→ **AIM**
Take the line that contains "provide the segmentation of bird's eye, every" and every line after it in the material below, and quote them exactly.

* begin RECORD LIST *

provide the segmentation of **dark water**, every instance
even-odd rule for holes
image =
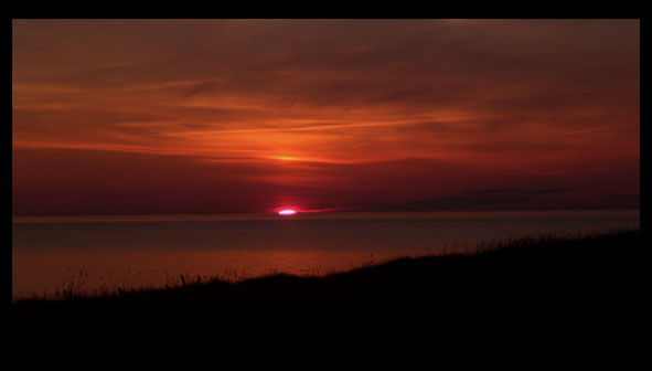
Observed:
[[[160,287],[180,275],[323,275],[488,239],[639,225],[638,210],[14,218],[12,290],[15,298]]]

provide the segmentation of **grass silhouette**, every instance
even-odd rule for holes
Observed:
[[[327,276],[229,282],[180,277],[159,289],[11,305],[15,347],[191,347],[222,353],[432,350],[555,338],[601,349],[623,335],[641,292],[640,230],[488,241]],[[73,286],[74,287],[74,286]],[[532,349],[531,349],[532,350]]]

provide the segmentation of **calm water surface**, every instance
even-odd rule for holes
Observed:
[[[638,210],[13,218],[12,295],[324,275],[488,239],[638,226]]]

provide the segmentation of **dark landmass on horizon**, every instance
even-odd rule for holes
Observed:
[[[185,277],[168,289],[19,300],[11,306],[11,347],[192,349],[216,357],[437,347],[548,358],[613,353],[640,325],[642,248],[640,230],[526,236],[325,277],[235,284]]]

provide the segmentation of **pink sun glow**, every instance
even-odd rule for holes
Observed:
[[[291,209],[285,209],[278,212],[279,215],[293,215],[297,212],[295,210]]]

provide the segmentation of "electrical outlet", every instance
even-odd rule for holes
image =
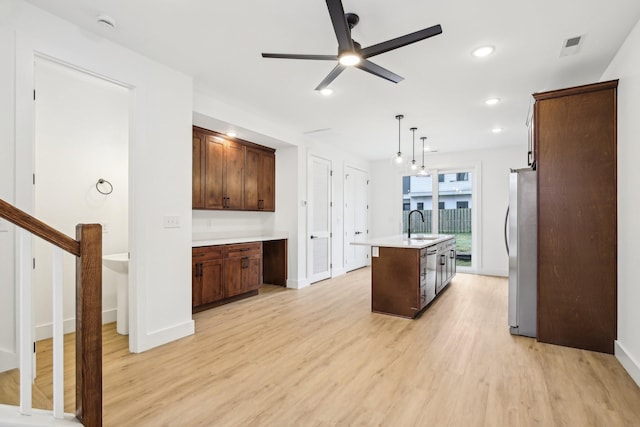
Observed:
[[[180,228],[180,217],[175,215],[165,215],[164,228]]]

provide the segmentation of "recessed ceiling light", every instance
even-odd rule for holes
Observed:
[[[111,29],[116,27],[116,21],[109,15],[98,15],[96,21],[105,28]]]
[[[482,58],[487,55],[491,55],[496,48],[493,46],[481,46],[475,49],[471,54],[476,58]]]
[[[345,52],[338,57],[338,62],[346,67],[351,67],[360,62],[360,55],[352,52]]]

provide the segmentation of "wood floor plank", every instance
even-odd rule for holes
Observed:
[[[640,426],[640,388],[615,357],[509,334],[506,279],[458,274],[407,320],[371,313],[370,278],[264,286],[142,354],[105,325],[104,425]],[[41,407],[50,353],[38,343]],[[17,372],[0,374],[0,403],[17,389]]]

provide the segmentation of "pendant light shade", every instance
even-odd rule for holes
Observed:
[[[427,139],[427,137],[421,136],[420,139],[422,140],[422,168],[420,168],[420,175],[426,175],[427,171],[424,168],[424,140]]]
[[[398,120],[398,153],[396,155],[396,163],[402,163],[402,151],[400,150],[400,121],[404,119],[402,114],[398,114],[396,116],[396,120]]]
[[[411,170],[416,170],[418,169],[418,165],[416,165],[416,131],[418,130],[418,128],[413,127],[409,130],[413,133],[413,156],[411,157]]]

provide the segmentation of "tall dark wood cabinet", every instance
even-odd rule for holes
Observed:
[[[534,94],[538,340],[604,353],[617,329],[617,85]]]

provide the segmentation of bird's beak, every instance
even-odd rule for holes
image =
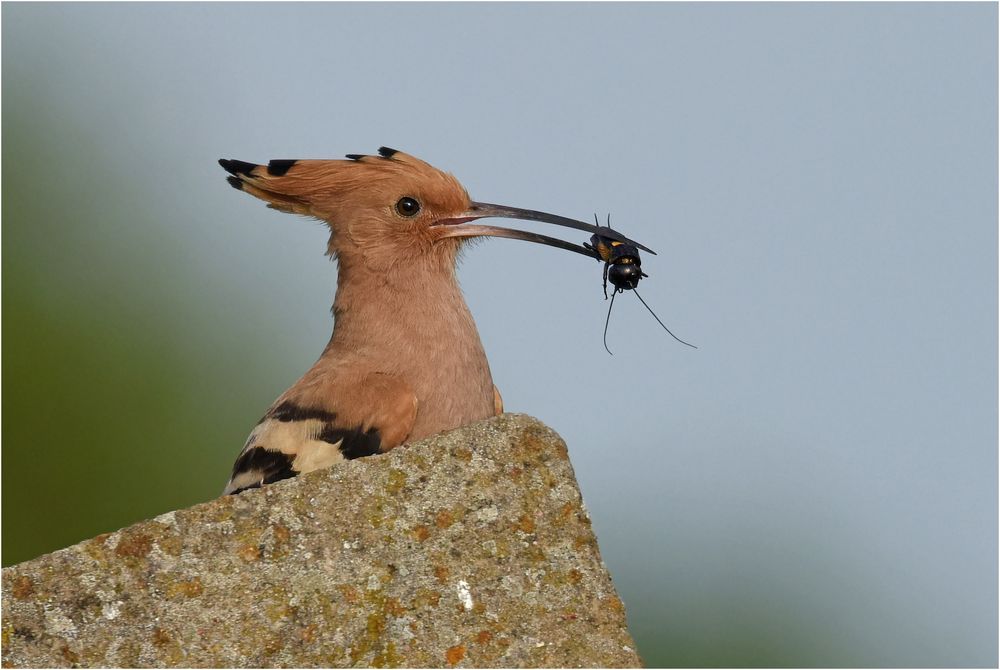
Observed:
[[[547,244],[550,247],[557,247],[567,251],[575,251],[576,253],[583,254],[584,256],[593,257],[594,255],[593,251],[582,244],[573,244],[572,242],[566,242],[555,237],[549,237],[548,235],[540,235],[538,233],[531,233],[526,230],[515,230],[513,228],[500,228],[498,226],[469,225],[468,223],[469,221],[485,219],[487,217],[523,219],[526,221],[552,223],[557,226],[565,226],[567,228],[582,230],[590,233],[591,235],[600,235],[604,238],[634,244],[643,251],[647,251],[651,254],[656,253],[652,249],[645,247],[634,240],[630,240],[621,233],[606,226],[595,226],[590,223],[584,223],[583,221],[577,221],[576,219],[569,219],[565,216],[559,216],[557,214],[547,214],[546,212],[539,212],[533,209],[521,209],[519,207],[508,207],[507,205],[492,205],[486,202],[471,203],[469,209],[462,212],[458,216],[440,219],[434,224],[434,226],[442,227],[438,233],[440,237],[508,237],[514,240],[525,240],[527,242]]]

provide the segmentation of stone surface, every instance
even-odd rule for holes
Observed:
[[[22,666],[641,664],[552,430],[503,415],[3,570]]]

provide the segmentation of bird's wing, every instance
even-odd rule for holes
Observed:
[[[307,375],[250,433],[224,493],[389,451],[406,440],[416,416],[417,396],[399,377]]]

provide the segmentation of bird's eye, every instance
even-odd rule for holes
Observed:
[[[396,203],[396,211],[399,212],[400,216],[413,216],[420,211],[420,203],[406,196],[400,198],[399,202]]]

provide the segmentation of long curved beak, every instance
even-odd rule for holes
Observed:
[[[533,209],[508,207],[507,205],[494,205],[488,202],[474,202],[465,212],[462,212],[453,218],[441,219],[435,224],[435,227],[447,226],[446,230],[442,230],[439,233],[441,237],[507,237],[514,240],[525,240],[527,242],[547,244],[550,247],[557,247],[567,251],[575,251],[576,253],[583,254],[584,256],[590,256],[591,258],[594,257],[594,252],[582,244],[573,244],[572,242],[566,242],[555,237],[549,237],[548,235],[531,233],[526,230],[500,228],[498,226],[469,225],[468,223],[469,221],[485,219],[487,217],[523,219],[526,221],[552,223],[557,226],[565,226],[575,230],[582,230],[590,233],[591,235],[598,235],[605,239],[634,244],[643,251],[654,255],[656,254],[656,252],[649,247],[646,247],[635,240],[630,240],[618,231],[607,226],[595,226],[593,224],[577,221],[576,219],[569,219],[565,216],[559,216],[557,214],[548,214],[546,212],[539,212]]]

* end RECORD LIST *

→ **SOLUTION FOR THIS PROBLEM**
provide the segmentation of bird's eye, every instance
even-odd rule for holes
Observed:
[[[396,203],[396,211],[399,212],[400,216],[413,216],[420,211],[420,203],[406,196],[400,198],[399,202]]]

provide the segmentation of long curved beak, every instance
even-odd rule for holes
Observed:
[[[533,209],[508,207],[507,205],[494,205],[488,202],[474,202],[465,212],[462,212],[453,218],[441,219],[435,224],[435,227],[447,226],[446,230],[442,230],[439,233],[441,237],[507,237],[514,240],[525,240],[527,242],[547,244],[550,247],[557,247],[567,251],[575,251],[576,253],[583,254],[584,256],[590,256],[591,258],[594,257],[594,252],[582,244],[573,244],[572,242],[566,242],[555,237],[549,237],[548,235],[531,233],[526,230],[500,228],[498,226],[469,225],[468,223],[469,221],[485,219],[487,217],[523,219],[526,221],[552,223],[557,226],[565,226],[575,230],[582,230],[590,233],[591,235],[598,235],[605,239],[634,244],[643,251],[654,255],[656,254],[656,252],[649,247],[646,247],[635,240],[630,240],[618,231],[607,226],[595,226],[593,224],[577,221],[576,219],[569,219],[565,216],[559,216],[557,214],[548,214],[546,212],[539,212]]]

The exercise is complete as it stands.